==== DATA FOR REVIEW
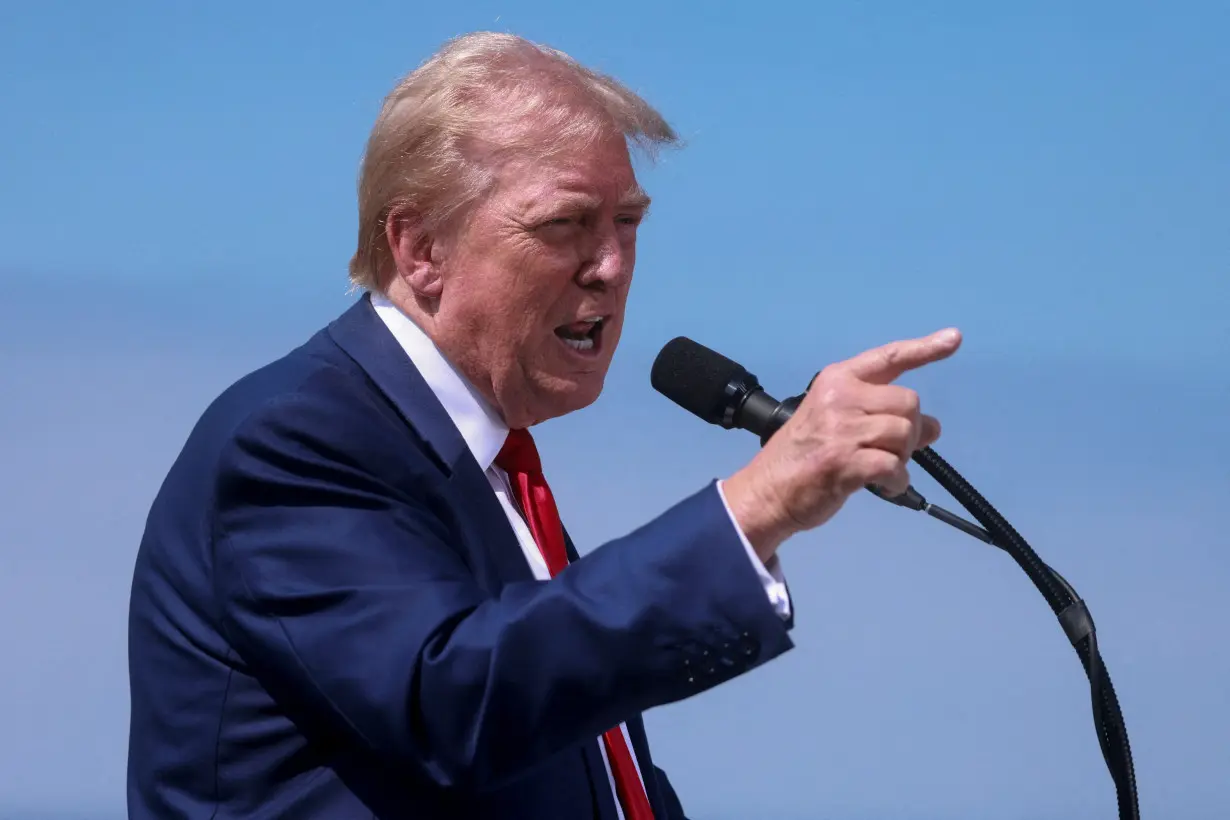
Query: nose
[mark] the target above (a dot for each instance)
(609, 262)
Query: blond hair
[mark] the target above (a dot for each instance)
(480, 89)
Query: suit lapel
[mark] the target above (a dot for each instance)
(361, 333)
(365, 338)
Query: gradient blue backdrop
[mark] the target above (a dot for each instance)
(177, 207)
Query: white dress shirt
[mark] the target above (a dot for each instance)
(485, 433)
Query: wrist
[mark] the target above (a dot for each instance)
(760, 520)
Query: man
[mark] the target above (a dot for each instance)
(354, 598)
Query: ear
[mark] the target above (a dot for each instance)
(416, 253)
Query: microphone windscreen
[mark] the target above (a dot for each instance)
(695, 378)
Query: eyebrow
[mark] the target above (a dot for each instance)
(635, 197)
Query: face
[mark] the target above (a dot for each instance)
(531, 288)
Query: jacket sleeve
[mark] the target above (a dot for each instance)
(341, 590)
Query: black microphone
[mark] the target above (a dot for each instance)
(722, 392)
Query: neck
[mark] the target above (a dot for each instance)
(424, 312)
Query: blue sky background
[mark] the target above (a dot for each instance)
(177, 207)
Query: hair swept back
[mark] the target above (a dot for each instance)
(479, 86)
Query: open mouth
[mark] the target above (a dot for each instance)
(584, 336)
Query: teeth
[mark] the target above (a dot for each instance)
(578, 344)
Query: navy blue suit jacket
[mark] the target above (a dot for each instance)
(331, 616)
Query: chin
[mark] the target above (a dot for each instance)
(560, 397)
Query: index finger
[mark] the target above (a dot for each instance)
(884, 364)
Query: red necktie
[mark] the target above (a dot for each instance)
(519, 459)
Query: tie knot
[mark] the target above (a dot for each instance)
(519, 454)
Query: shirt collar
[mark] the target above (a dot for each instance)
(475, 418)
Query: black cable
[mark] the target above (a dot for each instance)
(1068, 606)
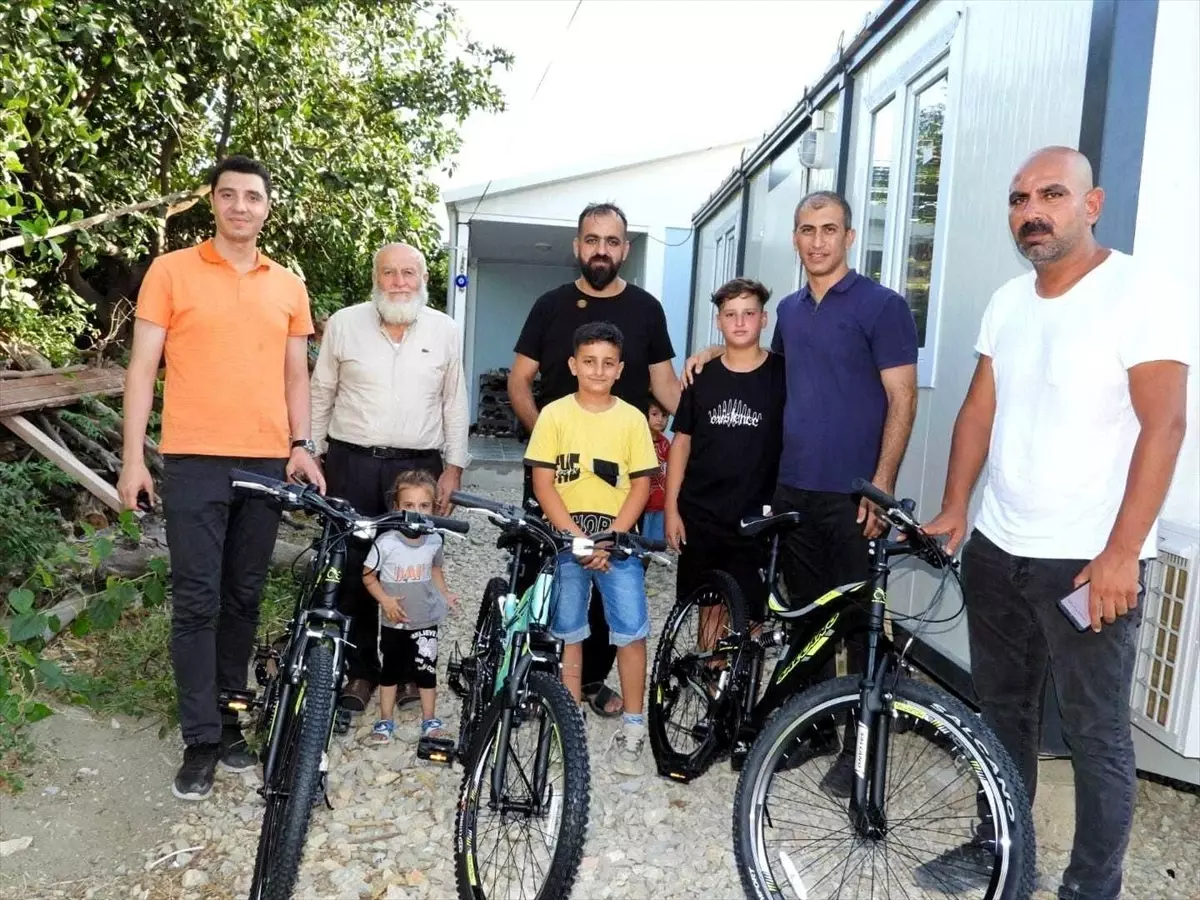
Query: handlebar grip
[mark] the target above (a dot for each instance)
(881, 498)
(256, 479)
(450, 525)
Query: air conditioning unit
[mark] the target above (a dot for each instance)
(817, 149)
(1165, 697)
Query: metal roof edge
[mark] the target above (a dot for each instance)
(891, 17)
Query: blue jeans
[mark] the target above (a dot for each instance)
(654, 525)
(623, 592)
(1019, 637)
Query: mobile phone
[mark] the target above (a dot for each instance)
(1077, 607)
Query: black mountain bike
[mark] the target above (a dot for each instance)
(936, 807)
(523, 805)
(301, 681)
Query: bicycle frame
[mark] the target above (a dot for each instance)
(313, 617)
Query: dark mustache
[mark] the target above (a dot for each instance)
(1035, 227)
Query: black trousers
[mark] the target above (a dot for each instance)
(365, 481)
(1018, 637)
(826, 550)
(598, 653)
(220, 550)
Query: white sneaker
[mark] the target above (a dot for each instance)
(629, 743)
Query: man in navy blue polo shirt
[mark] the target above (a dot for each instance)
(850, 351)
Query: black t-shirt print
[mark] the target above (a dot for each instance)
(736, 423)
(549, 336)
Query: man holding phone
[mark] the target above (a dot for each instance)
(1078, 406)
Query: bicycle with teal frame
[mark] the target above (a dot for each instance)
(523, 805)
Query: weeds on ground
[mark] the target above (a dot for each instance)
(130, 666)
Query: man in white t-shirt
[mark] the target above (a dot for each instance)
(1078, 406)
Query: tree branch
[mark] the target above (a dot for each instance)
(227, 119)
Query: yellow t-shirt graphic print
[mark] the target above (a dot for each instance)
(594, 455)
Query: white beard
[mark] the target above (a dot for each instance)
(400, 312)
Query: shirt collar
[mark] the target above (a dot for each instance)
(209, 253)
(841, 287)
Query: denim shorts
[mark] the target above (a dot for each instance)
(622, 588)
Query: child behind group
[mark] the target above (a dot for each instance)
(652, 520)
(592, 460)
(405, 577)
(725, 455)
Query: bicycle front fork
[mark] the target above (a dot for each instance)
(868, 801)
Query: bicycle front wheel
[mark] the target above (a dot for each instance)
(955, 821)
(305, 714)
(527, 843)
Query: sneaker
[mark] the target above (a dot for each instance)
(966, 868)
(382, 733)
(629, 743)
(235, 753)
(193, 781)
(839, 780)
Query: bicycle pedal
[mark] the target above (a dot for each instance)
(231, 701)
(441, 750)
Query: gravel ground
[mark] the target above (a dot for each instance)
(390, 834)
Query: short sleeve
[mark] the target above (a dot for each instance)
(300, 323)
(985, 346)
(661, 349)
(643, 461)
(1162, 328)
(685, 415)
(155, 297)
(894, 334)
(375, 558)
(531, 342)
(543, 449)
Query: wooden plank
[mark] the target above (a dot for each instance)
(55, 389)
(64, 459)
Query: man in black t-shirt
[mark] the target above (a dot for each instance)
(725, 455)
(546, 342)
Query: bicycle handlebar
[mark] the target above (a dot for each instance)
(307, 497)
(900, 514)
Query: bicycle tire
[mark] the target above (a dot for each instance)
(568, 723)
(948, 718)
(713, 747)
(485, 649)
(286, 820)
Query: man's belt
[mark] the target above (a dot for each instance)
(387, 453)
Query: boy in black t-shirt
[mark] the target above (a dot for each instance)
(725, 455)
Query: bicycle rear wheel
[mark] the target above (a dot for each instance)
(958, 822)
(527, 843)
(305, 715)
(687, 725)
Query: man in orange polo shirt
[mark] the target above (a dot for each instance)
(234, 329)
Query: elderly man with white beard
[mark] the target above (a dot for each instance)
(388, 396)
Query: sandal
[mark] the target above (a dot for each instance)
(600, 699)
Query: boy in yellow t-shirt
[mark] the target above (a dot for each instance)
(592, 459)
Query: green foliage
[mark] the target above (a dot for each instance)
(352, 103)
(27, 673)
(29, 527)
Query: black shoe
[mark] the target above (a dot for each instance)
(193, 781)
(966, 868)
(235, 754)
(839, 780)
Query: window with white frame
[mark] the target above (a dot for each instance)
(900, 229)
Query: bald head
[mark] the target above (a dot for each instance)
(1053, 204)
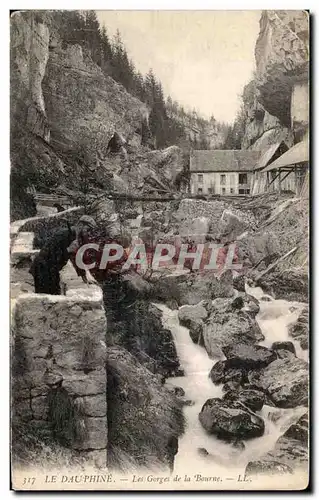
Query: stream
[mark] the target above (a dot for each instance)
(273, 319)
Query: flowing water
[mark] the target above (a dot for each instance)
(224, 459)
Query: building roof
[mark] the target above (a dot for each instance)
(223, 160)
(299, 153)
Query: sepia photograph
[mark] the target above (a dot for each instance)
(159, 250)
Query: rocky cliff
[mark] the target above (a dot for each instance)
(282, 63)
(61, 104)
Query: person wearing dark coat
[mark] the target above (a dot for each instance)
(52, 257)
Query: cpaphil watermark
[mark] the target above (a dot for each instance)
(194, 257)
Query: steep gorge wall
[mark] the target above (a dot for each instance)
(278, 94)
(58, 367)
(60, 101)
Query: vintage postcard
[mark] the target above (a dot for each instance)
(159, 250)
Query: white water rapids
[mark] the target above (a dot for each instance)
(273, 318)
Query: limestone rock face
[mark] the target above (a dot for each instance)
(282, 55)
(248, 356)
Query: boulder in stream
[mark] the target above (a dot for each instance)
(229, 324)
(249, 357)
(221, 374)
(251, 398)
(285, 382)
(300, 330)
(230, 420)
(289, 454)
(192, 317)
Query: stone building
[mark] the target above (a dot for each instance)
(224, 172)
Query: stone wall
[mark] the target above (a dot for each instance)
(58, 353)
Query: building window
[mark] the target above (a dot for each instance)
(242, 179)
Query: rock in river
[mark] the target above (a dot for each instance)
(248, 356)
(285, 381)
(286, 346)
(290, 452)
(230, 420)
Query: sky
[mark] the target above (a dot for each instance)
========
*TASK REQUIREMENTS:* Copy nothing past the line containing "Query: jacket sleeve": reproduce every line from the start of the records up to it, skipping pictures.

*RESULT FOR THIS EXERCISE:*
Query: nose
[mark] the target above (a dot for each instance)
(609, 262)
Query: blond hair
[mark] the target above (a dot for each instance)
(480, 89)
Query: suit lapel
[mark] the target above (a dot for each instance)
(361, 333)
(365, 338)
Query: gradient blue backdrop
[mark] the target above (a dot for each instance)
(177, 207)
Query: white dress shirt
[mark] the target above (a dot for each instance)
(485, 433)
Query: wrist
[mark] the target above (a dot for each instance)
(760, 520)
Query: man
[mark] the target above (a dot for each instance)
(354, 598)
Query: ear
[mark] the target above (a dot for each instance)
(416, 253)
Query: microphone windscreen
[mark] the target above (a dot for each instance)
(695, 378)
Query: eyebrow
[mark] the target above (a dot for each instance)
(635, 197)
Query: face
[mark] the target above (a dot for each instance)
(531, 288)
Query: jacket sleeve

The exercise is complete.